> [Your task]
Stop after the line that contains "Query: utility pole"; until then, restate each line of the entries word for word from the very first.

> [Given entries]
● ● ● ● ● ● ●

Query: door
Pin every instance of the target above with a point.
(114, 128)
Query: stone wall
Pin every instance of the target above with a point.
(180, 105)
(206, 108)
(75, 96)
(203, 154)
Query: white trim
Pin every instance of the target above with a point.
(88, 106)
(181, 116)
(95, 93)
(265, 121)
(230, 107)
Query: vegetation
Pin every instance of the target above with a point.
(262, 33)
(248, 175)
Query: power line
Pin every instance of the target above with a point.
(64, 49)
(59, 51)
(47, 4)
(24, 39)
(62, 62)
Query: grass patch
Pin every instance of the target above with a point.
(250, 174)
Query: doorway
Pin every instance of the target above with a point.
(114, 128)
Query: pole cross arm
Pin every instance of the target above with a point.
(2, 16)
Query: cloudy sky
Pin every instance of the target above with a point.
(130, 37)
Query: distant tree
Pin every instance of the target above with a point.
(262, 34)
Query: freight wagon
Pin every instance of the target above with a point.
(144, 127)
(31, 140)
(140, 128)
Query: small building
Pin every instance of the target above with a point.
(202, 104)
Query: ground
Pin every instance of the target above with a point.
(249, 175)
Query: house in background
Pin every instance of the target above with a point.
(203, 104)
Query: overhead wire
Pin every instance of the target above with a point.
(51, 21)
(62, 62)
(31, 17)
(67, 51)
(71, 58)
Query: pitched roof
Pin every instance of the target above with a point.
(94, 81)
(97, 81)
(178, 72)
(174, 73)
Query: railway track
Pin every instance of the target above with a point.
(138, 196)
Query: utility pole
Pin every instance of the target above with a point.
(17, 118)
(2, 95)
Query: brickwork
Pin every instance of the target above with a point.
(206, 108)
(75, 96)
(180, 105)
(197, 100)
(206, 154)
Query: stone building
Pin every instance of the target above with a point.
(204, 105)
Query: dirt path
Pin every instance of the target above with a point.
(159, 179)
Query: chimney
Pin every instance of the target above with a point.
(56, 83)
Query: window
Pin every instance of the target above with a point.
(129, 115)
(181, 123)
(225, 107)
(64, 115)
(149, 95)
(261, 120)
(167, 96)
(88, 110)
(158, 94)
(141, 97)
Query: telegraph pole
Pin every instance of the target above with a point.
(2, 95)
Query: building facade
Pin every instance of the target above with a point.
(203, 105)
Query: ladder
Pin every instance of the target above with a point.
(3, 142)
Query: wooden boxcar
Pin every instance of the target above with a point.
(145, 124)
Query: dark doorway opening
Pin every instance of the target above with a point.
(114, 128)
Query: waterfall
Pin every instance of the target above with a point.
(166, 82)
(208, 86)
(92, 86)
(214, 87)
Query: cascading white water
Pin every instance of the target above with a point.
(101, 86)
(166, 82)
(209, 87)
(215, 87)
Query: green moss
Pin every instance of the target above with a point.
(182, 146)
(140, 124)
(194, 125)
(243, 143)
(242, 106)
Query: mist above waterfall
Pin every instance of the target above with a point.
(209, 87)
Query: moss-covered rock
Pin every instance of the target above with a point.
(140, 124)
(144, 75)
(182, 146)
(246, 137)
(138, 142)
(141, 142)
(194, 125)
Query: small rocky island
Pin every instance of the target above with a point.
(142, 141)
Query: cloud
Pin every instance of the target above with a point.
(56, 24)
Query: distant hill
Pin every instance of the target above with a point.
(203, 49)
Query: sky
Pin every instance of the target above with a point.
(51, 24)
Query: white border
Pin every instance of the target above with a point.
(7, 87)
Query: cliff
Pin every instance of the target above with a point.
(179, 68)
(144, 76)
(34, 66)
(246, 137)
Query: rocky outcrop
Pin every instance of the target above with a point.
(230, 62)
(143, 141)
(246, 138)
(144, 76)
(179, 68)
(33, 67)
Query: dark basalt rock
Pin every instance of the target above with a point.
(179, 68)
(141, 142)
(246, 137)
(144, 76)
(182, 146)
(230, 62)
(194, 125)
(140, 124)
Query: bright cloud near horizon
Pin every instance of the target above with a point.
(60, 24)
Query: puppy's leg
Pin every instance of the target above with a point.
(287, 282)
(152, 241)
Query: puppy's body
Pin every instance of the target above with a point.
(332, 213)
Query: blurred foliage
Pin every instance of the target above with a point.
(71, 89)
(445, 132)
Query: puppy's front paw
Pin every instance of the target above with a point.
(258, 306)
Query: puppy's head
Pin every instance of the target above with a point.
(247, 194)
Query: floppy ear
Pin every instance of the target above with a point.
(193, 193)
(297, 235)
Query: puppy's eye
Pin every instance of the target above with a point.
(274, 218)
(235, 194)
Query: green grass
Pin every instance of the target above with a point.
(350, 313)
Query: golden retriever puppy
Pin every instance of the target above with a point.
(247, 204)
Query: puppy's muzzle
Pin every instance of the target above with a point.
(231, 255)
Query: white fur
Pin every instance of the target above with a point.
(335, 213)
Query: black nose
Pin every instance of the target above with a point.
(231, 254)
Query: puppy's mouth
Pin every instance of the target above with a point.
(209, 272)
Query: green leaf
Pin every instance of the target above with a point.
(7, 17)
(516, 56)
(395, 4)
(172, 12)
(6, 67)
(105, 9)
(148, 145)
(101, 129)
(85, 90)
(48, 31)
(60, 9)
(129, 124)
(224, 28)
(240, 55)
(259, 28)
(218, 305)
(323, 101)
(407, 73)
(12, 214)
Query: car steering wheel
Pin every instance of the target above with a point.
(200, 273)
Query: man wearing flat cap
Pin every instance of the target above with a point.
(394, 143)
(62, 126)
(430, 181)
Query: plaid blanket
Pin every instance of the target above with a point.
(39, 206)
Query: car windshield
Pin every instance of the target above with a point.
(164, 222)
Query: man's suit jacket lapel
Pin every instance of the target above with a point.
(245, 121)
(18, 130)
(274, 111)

● ● ● ● ● ● ●

> [Task answer]
Query: door
Pin every instance of the target above with a point.
(114, 128)
Query: stone wall
Pin every instance of the target above with a point.
(180, 105)
(206, 108)
(75, 96)
(203, 154)
Query: white trim
Pin every instance of the target above with a point.
(88, 106)
(181, 116)
(95, 93)
(265, 121)
(230, 107)
Query: vegetation
Pin every instance of the target above with a point.
(262, 33)
(248, 175)
Query: power line
Pin every instance of the target above with a point.
(64, 49)
(59, 51)
(47, 4)
(24, 39)
(62, 62)
Query: grass patch
Pin every instance of the target above with a point.
(250, 174)
Query: doorway
Pin every instance of the target above with a point.
(114, 128)
Query: pole cross arm
Pin every instance of the target above with a point.
(2, 16)
Query: cloudy sky
Pin every instance of the target above with a point.
(130, 37)
Query: distant tree
Pin every instance of the target above with a point.
(262, 34)
Query: freight wagon
Pin every instance of the target above with a point.
(144, 127)
(31, 140)
(140, 128)
Query: small building
Pin every instance of the target above with a point.
(202, 104)
Query: ground
Pin every instance of the target above with a point.
(249, 175)
Query: house in background
Pin every instance of the target above with a point.
(203, 104)
Query: overhead wire
Pin every instance of the target above with a point.
(51, 21)
(62, 62)
(31, 17)
(67, 51)
(71, 58)
Query: pitched roof
Pin every instance of the target above with a point.
(94, 81)
(97, 81)
(178, 72)
(174, 73)
Query: railway track
Pin every instance of the target above with a point.
(138, 196)
Query: utility pole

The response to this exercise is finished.